::: SUPPLIED RECORDS

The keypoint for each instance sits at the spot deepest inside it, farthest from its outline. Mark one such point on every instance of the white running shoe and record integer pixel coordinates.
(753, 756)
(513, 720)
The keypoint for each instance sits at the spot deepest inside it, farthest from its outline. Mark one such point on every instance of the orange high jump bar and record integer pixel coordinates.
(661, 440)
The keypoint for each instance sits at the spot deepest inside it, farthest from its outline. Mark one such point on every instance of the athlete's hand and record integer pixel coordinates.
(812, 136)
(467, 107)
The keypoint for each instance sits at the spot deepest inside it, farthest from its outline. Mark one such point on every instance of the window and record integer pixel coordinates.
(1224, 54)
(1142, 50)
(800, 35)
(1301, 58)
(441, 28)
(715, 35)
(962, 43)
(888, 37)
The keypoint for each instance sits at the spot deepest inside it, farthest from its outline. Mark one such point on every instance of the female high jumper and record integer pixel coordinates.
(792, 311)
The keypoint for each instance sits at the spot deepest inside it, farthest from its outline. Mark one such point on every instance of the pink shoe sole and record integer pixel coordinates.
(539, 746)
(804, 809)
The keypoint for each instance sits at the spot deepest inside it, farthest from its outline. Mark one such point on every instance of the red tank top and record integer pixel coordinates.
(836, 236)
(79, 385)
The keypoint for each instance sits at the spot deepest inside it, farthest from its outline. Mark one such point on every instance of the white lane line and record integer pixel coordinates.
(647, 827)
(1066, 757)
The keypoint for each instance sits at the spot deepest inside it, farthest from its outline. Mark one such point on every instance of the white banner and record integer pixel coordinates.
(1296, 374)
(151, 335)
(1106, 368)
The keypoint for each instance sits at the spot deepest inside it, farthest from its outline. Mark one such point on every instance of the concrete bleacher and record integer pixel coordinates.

::::::

EXERCISE REQUIREMENTS: Each entry should be reproduced in the output exactly.

SOLUTION:
The keypoint for each instance sits at the spot deepest inside it, farthest from its outline. Mark one such point on every instance of the white running shoe and record integer pixel coordinates.
(753, 756)
(513, 720)
The keypoint for each instance sits at the spot deepest inside it, farthest from its outline. Mark one such point on every instance of the orange high jump bar and record integer pixel coordinates.
(661, 440)
The keypoint for each instance sits at the spot deepest inside it, farthest from its outline. Mark one such point on every instance of the athlete's hand and record integer pixel coordinates.
(812, 136)
(467, 107)
The keypoint for each instance sits at the spot deepest inside it, farthest from its outline. Mark one such point on every instance of the window and record integer pixel coordinates.
(1224, 54)
(1142, 50)
(800, 35)
(1301, 58)
(441, 28)
(715, 35)
(962, 43)
(888, 37)
The keypoint for each instance sits at the spot deepest inside it, farthest from its outline. Mark one such point on every instance of the female high jumper and record integer pixel coordinates.
(792, 311)
The keypoint for each instance sits at the spot deepest inside it, farthest from its outline. Mark one such point on every instance of the pink shoe sole and record integer pixel coordinates.
(539, 746)
(804, 809)
The keypoint for each instance sits at the spot deepest inside it, farthest from its outline. Mark one such point on every instance of the red tank top and record integer pixel coordinates.
(836, 236)
(79, 385)
The keypoint for each instance sits at the spot deepest inside it, farthest from its outline. Mark one such point on every instance of the white lane line and record integer pixel coordinates.
(647, 827)
(1066, 757)
The keypoint for each instance sits at the spot deepest inside it, farthest from its outline. Mark one such point on every instance of the white banner and record integer pixel coordinates.
(1296, 374)
(151, 335)
(1106, 368)
The keypoint for each instance sits at the spot deepest inside it, farthest from its outline. Mark one such point on every instance of the concrete bleacher and record integer pixel coordinates.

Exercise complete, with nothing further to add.